→ TASK TO COMPLETE
Could you repeat every line below exactly, skipping the images?

→ MATERIAL SUPPLIED
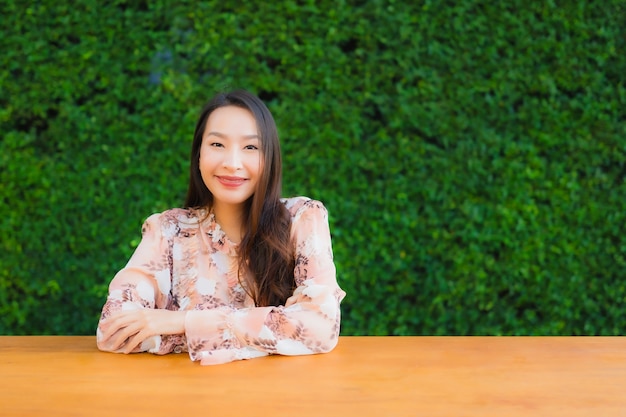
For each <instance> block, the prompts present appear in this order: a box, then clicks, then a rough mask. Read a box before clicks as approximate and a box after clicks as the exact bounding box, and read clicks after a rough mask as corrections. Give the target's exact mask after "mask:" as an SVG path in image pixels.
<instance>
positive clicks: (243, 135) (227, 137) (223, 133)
mask: <svg viewBox="0 0 626 417" xmlns="http://www.w3.org/2000/svg"><path fill="white" fill-rule="evenodd" d="M207 136H217V137H219V138H222V139H227V138H228V135H226V134H224V133H220V132H213V131H211V132H209V133H207ZM242 138H244V139H259V135H257V134H256V133H254V134H252V135H243V136H242Z"/></svg>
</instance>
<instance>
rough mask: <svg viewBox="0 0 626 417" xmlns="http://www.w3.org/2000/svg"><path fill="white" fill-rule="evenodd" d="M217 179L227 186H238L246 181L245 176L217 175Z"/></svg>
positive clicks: (219, 181) (226, 186)
mask: <svg viewBox="0 0 626 417" xmlns="http://www.w3.org/2000/svg"><path fill="white" fill-rule="evenodd" d="M217 180H218V181H219V182H220V184H222V185H224V186H226V187H238V186H240V185H241V184H243V183H244V182H245V181H246V179H245V178H241V177H229V176H217Z"/></svg>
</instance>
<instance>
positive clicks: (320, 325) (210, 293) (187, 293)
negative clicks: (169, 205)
mask: <svg viewBox="0 0 626 417" xmlns="http://www.w3.org/2000/svg"><path fill="white" fill-rule="evenodd" d="M283 202H284V204H285V206H286V207H287V209H288V210H289V212H290V213H291V221H292V227H291V241H292V244H293V247H294V249H295V273H294V275H295V281H296V289H295V291H294V293H293V295H292V296H291V297H290V298H289V299H288V300H287V302H286V303H285V305H284V306H270V307H255V305H254V301H253V300H252V298H251V297H250V296H249V295H248V294H247V292H246V291H245V289H244V288H243V287H242V283H240V282H239V281H240V280H238V279H237V265H238V259H237V245H236V244H235V243H233V242H231V241H230V240H229V239H228V237H227V236H226V234H225V233H224V232H223V231H222V230H221V228H220V226H219V224H218V223H216V221H215V218H214V216H213V214H209V216H208V217H207V216H205V213H204V212H202V211H197V210H192V209H172V210H168V211H165V212H163V213H160V214H153V215H152V216H150V217H149V218H148V219H147V220H146V221H145V223H144V225H143V228H142V234H143V238H142V240H141V243H140V244H139V246H138V247H137V249H136V250H135V253H134V254H133V256H132V257H131V258H130V260H129V262H128V264H127V265H126V266H125V267H124V268H123V269H122V270H121V271H119V272H118V273H117V275H116V276H115V277H114V278H113V280H112V281H111V284H110V286H109V295H108V298H107V301H106V303H105V305H104V307H103V309H102V314H101V316H100V323H99V324H98V331H97V341H98V347H99V348H100V349H102V350H107V349H106V347H105V346H103V345H102V343H101V329H100V326H101V325H102V321H103V320H105V319H106V318H107V317H108V316H109V315H111V314H112V313H114V312H116V311H119V310H130V309H140V308H163V309H168V310H185V311H188V313H187V314H186V318H185V333H184V334H180V335H161V336H153V337H151V338H149V339H147V340H146V341H144V342H143V343H142V344H141V346H139V347H138V348H136V349H135V351H136V352H145V351H147V352H151V353H156V354H167V353H171V352H176V353H180V352H189V356H190V357H191V359H192V360H194V361H201V363H202V364H203V365H207V364H219V363H226V362H230V361H234V360H239V359H250V358H255V357H259V356H266V355H269V354H282V355H304V354H313V353H323V352H328V351H330V350H332V349H333V348H334V347H335V346H336V344H337V339H338V336H339V322H340V309H339V304H340V303H341V300H342V299H343V298H344V296H345V292H344V291H343V290H341V288H339V286H338V284H337V280H336V276H335V265H334V263H333V254H332V247H331V239H330V230H329V226H328V214H327V211H326V208H325V207H324V206H323V205H322V203H320V202H319V201H315V200H311V199H308V198H306V197H296V198H291V199H284V200H283ZM202 219H205V220H202ZM242 281H244V282H245V280H242Z"/></svg>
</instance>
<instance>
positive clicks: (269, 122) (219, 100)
mask: <svg viewBox="0 0 626 417" xmlns="http://www.w3.org/2000/svg"><path fill="white" fill-rule="evenodd" d="M225 106H237V107H240V108H243V109H246V110H248V111H250V113H252V115H253V116H254V118H255V120H256V125H257V130H258V132H259V137H260V142H261V153H262V155H263V156H262V157H263V160H264V164H263V170H262V173H261V177H260V178H259V181H258V182H257V186H256V190H255V192H254V194H253V195H252V196H251V197H250V198H249V199H248V200H247V201H246V203H245V218H246V220H245V222H246V224H245V234H244V236H243V238H242V240H241V242H240V244H239V247H238V255H239V272H240V273H239V276H240V278H241V276H242V274H241V272H242V271H246V270H249V271H250V272H251V273H252V276H253V277H254V278H253V279H254V282H253V283H252V284H253V285H252V287H253V288H249V287H250V286H249V285H244V287H245V288H247V289H246V291H248V293H249V295H250V296H251V297H252V298H253V299H254V302H255V304H256V305H257V306H278V305H284V304H285V301H286V300H287V298H289V297H290V296H291V295H292V293H293V290H294V288H295V282H294V263H295V261H294V255H293V249H292V248H291V245H290V228H291V217H290V214H289V212H288V211H287V209H286V208H285V206H284V204H282V203H281V201H280V197H281V186H282V159H281V154H280V143H279V140H278V131H277V129H276V123H275V122H274V118H273V117H272V114H271V113H270V111H269V109H268V108H267V107H266V106H265V104H264V103H263V101H261V99H259V98H258V97H256V96H255V95H253V94H251V93H250V92H248V91H245V90H235V91H231V92H228V93H219V94H217V95H216V96H215V97H213V99H211V101H209V102H208V103H207V104H206V106H205V107H204V108H203V109H202V112H201V113H200V117H199V118H198V122H197V123H196V130H195V132H194V136H193V144H192V146H191V164H190V172H189V188H188V190H187V198H186V200H185V207H187V208H207V209H209V210H210V209H211V207H212V205H213V194H212V193H211V191H209V189H208V188H207V186H206V185H205V184H204V181H202V176H201V174H200V147H201V145H202V135H203V134H204V130H205V128H206V124H207V120H208V118H209V116H210V114H211V113H212V112H213V111H214V110H216V109H218V108H220V107H225Z"/></svg>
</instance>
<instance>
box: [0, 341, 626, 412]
mask: <svg viewBox="0 0 626 417" xmlns="http://www.w3.org/2000/svg"><path fill="white" fill-rule="evenodd" d="M0 415H2V416H48V417H50V416H63V417H67V416H124V415H132V416H150V417H154V416H166V415H167V416H317V417H327V416H345V417H352V416H383V417H386V416H418V415H423V416H481V417H488V416H498V417H503V416H522V415H524V416H551V417H554V416H567V417H575V416H599V417H608V416H626V338H620V337H614V338H600V337H341V339H340V342H339V345H338V347H337V348H336V349H335V350H334V351H333V352H331V353H328V354H325V355H316V356H299V357H281V356H271V357H266V358H259V359H253V360H249V361H239V362H233V363H229V364H225V365H218V366H201V365H199V364H198V363H194V362H191V361H190V360H189V357H188V356H187V354H171V355H166V356H154V355H151V354H147V353H145V354H134V355H120V354H113V353H103V352H99V351H98V350H97V349H96V346H95V338H94V337H91V336H21V337H18V336H2V337H0Z"/></svg>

→ TASK SOLUTION
For each <instance> block, the prompts present appear in this order: a box, then clicks, then a rough mask. Read a box before clicks as approximate and a box after clicks as the exact bounding box, and read clicks after a rough mask as corrections. Give the target's exact mask after "mask:" as an SVG path in image pixels.
<instance>
positive clicks: (243, 135) (227, 137) (223, 133)
mask: <svg viewBox="0 0 626 417" xmlns="http://www.w3.org/2000/svg"><path fill="white" fill-rule="evenodd" d="M207 136H217V137H219V138H222V139H227V138H228V135H226V134H224V133H220V132H213V131H211V132H209V133H207ZM242 138H244V139H259V135H257V134H256V133H254V134H252V135H243V136H242Z"/></svg>
</instance>
<instance>
rough mask: <svg viewBox="0 0 626 417" xmlns="http://www.w3.org/2000/svg"><path fill="white" fill-rule="evenodd" d="M217 179L227 186H238L246 181L245 176L217 175Z"/></svg>
positive clicks: (219, 181) (226, 186)
mask: <svg viewBox="0 0 626 417" xmlns="http://www.w3.org/2000/svg"><path fill="white" fill-rule="evenodd" d="M217 180H218V181H219V182H220V184H222V185H224V186H226V187H238V186H240V185H241V184H243V183H244V182H245V181H246V179H245V178H241V177H229V176H217Z"/></svg>
</instance>
<instance>
positive clicks: (320, 325) (210, 293) (187, 293)
negative clicks: (169, 205)
mask: <svg viewBox="0 0 626 417" xmlns="http://www.w3.org/2000/svg"><path fill="white" fill-rule="evenodd" d="M283 202H284V204H285V206H286V207H287V209H288V210H289V212H290V213H291V221H292V227H291V241H292V244H293V247H294V249H295V273H294V275H295V281H296V289H295V291H294V293H293V295H292V296H291V297H290V298H289V299H288V300H287V302H286V303H285V305H284V306H270V307H255V305H254V301H253V300H252V298H251V297H250V296H249V295H248V294H247V292H246V291H245V289H244V288H243V287H242V283H240V282H239V281H240V280H238V279H237V265H238V259H237V245H236V244H235V243H233V242H231V241H230V240H229V239H228V237H227V236H226V234H225V233H224V232H223V231H222V230H221V228H220V226H219V224H218V223H216V221H215V218H214V216H213V214H209V216H208V217H207V216H205V213H204V212H202V211H197V210H192V209H172V210H168V211H165V212H163V213H160V214H153V215H152V216H150V217H149V218H148V219H147V220H146V221H145V223H144V225H143V228H142V234H143V238H142V240H141V243H140V244H139V246H138V247H137V249H136V250H135V253H134V254H133V256H132V257H131V258H130V260H129V262H128V264H127V265H126V266H125V267H124V268H123V269H122V270H121V271H119V272H118V273H117V275H116V276H115V277H114V278H113V280H112V281H111V284H110V286H109V295H108V298H107V301H106V303H105V305H104V307H103V309H102V314H101V316H100V323H99V324H98V331H97V341H98V347H99V348H100V349H102V350H107V349H106V347H105V346H103V345H102V343H101V329H100V326H101V325H102V321H103V320H105V319H106V318H107V317H108V316H109V315H111V314H112V313H114V312H116V311H119V310H130V309H140V308H163V309H168V310H185V311H188V313H187V314H186V318H185V333H184V334H180V335H161V336H153V337H151V338H149V339H147V340H146V341H144V342H143V343H142V344H141V346H139V347H138V348H136V349H135V351H136V352H145V351H147V352H151V353H156V354H167V353H171V352H176V353H180V352H189V356H190V357H191V359H192V360H194V361H201V363H202V364H203V365H207V364H219V363H226V362H230V361H234V360H239V359H250V358H255V357H259V356H266V355H269V354H282V355H304V354H313V353H323V352H328V351H330V350H332V349H333V348H334V347H335V346H336V344H337V339H338V336H339V322H340V309H339V304H340V303H341V300H342V299H343V298H344V296H345V292H344V291H343V290H341V288H339V286H338V284H337V280H336V276H335V265H334V263H333V254H332V247H331V239H330V230H329V226H328V214H327V211H326V208H325V207H324V206H323V205H322V203H320V202H319V201H315V200H311V199H308V198H306V197H296V198H291V199H284V200H283ZM202 219H205V220H202ZM242 281H244V282H245V280H242Z"/></svg>
</instance>
<instance>
positive clicks: (269, 122) (219, 100)
mask: <svg viewBox="0 0 626 417" xmlns="http://www.w3.org/2000/svg"><path fill="white" fill-rule="evenodd" d="M225 106H237V107H240V108H243V109H246V110H248V111H250V113H252V115H253V116H254V118H255V120H256V125H257V130H258V132H259V137H260V142H261V153H262V155H263V156H262V157H263V160H264V164H263V170H262V173H261V177H260V178H259V181H258V182H257V186H256V190H255V192H254V194H253V195H252V196H251V197H250V198H249V199H248V200H247V201H246V203H245V218H246V220H245V222H246V224H245V234H244V236H243V238H242V240H241V242H240V244H239V247H238V255H239V272H240V273H239V276H240V278H241V276H242V274H241V272H242V271H246V270H249V271H250V272H251V273H252V276H253V277H254V278H253V279H254V282H253V283H252V284H253V285H252V287H253V288H249V287H250V286H249V285H244V287H245V288H247V289H246V291H248V293H249V295H250V296H251V297H252V298H253V299H254V302H255V304H256V305H257V306H278V305H284V304H285V301H286V300H287V298H289V297H290V296H291V295H292V293H293V290H294V288H295V282H294V263H295V261H294V255H293V249H292V248H291V245H290V228H291V217H290V214H289V212H288V211H287V209H286V208H285V206H284V204H282V203H281V201H280V197H281V186H282V159H281V154H280V143H279V140H278V131H277V129H276V123H275V122H274V118H273V117H272V114H271V113H270V111H269V109H268V108H267V107H266V106H265V104H264V103H263V101H261V99H259V98H258V97H256V96H255V95H253V94H251V93H250V92H248V91H245V90H235V91H231V92H228V93H219V94H217V95H216V96H215V97H213V99H211V101H209V102H208V103H207V104H206V106H205V107H204V108H203V109H202V112H201V113H200V117H199V118H198V122H197V123H196V130H195V132H194V136H193V144H192V146H191V164H190V172H189V188H188V190H187V198H186V200H185V207H187V208H207V209H209V210H210V209H211V207H212V205H213V194H212V193H211V191H209V189H208V188H207V186H206V185H205V184H204V181H202V176H201V174H200V147H201V145H202V135H203V134H204V130H205V128H206V124H207V120H208V118H209V116H210V114H211V113H212V112H213V111H214V110H216V109H218V108H220V107H225Z"/></svg>
</instance>
<instance>
box: [0, 341, 626, 412]
mask: <svg viewBox="0 0 626 417" xmlns="http://www.w3.org/2000/svg"><path fill="white" fill-rule="evenodd" d="M0 415H2V416H48V417H50V416H63V417H67V416H124V415H132V416H150V417H154V416H166V415H167V416H317V417H327V416H345V417H352V416H383V417H386V416H418V415H423V416H481V417H488V416H498V417H503V416H522V415H524V416H551V417H554V416H567V417H575V416H599V417H608V416H626V338H620V337H614V338H600V337H341V339H340V342H339V345H338V347H337V348H336V349H335V350H334V351H333V352H331V353H328V354H325V355H316V356H299V357H281V356H271V357H266V358H259V359H253V360H249V361H239V362H233V363H229V364H225V365H218V366H201V365H199V364H198V363H194V362H191V361H190V360H189V357H188V356H187V354H171V355H166V356H154V355H151V354H147V353H145V354H134V355H120V354H113V353H103V352H99V351H98V350H97V349H96V346H95V338H94V337H91V336H21V337H18V336H2V337H0Z"/></svg>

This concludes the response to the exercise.